*Tasks and exercises*:
1. In the news report on the transfer of the orca Morgan, what is the name of the park on Tenerife that will be her new home?
2. Translate this sentence from the news report on the transfer of the orca Morgan into Spanish: "Trainers kept her wet during the transfer into a tank on the truck."
3. Resume the news report on the transfer of the orca Morgan to Spain, starting after its final sentence.

*Provided passage*:
________________________
Dutch transfer killer whale Morgan to Spain

November 29, 2011 - 6:35 AM
Netherlands Orca

The 1,400 kilogram (3,085 pound) female orca named Morgan is hoisted by crane into a container on a truck at the Dolfinarium in Harderwijk, Netherlands, early Tuesday Nov. 29, 2011. A Dutch dolphin park has loaded a young killer whale into a container on a truck ahead of her transfer by plane to amusement park Loro Parque on the Spanish island of Tenerife later Tuesday after conservationists lost a legal battle to have her released. (AP Photo/Bas Czerwinski)

AMSTERDAM (AP) — A Dutch dolphin park hoisted a young killer whale onto a truck early Tuesday, preparing to transfer her to a Spanish amusement park after conservationists lost a legal batter to have her released into the open sea.

Early in the morning, the 1,400 kilogram (3,085 pound) female orca named Morgan was lifted by crane, where she was resting in a hammock that restrains her movement and protects her fins. Trainers kept her wet during the transfer into a tank on the truck.

Her container was to be put in a plane and flown to the Spanish island of Tenerife, where she will be transferred again to her new home in Loro Parque, said spokesman Bert van Plateringen.

The city of Harderwijk issued an emergency ban blocking "Free Morgan" demonstrations during the transfer, though a coalition of conservationists who sought to have her released said they have no plans to interfere in the operation.
________________________
*Recorded information*:
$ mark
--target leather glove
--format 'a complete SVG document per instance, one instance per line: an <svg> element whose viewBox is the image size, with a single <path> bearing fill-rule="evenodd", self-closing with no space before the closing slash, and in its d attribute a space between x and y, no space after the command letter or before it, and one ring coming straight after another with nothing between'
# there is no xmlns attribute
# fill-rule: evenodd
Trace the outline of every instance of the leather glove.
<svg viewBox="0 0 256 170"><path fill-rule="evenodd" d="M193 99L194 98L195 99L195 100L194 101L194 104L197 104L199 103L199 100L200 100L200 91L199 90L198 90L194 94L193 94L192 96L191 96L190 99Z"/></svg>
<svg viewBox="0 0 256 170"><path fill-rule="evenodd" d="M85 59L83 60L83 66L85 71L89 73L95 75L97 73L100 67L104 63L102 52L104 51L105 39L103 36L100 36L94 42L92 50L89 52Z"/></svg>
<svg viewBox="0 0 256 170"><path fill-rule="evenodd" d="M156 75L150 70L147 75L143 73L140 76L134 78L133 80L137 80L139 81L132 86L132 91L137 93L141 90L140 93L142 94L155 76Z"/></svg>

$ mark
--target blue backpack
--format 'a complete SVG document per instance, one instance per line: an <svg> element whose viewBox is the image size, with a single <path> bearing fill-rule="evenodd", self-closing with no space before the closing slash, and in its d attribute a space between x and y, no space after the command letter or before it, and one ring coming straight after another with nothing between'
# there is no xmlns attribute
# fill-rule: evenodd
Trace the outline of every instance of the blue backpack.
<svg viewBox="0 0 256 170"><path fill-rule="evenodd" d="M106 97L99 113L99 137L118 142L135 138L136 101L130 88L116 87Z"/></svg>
________________________
*Answers given*:
1. Loro Parque.

2. Los entrenadores la mantuvieron mojada durante el traslado a un tanque en el camión.

3.
"We would never do anything that could endanger Morgan," said coalition spokeswoman Nancy Slot.

Morgan, who is estimated to be about 3 years old, weighed only 400 kilograms (880 pounds) when she was rescued in shallow waters off the Dutch North Sea coast in June 2010.

The Dutch government permit that originally approved her capture said the dolphinarium could hold her and restore her health so she could be released. But after the park assembled a team of experts for advice on what to do next, it found she had little chance of survival in the wild unless her natal pod, or family, could be identified.

Analysis of her vocal patterns showed only that she was from Norwegian waters.

Opposing experts for the "Free Morgan" group said the dolphinarium was guided by financial interests, rather than concern for the animal's well-being.

International treaties prohibit the trade of killer whales — which are actually classified as oceangoing dolphins — without difficult-to-obtain exemption permits. Fewer than 50 orcas are held in captivity worldwide and the bulk of them are owned by SeaWorld, a subsidiary of U.S. private equity giant BlackRock.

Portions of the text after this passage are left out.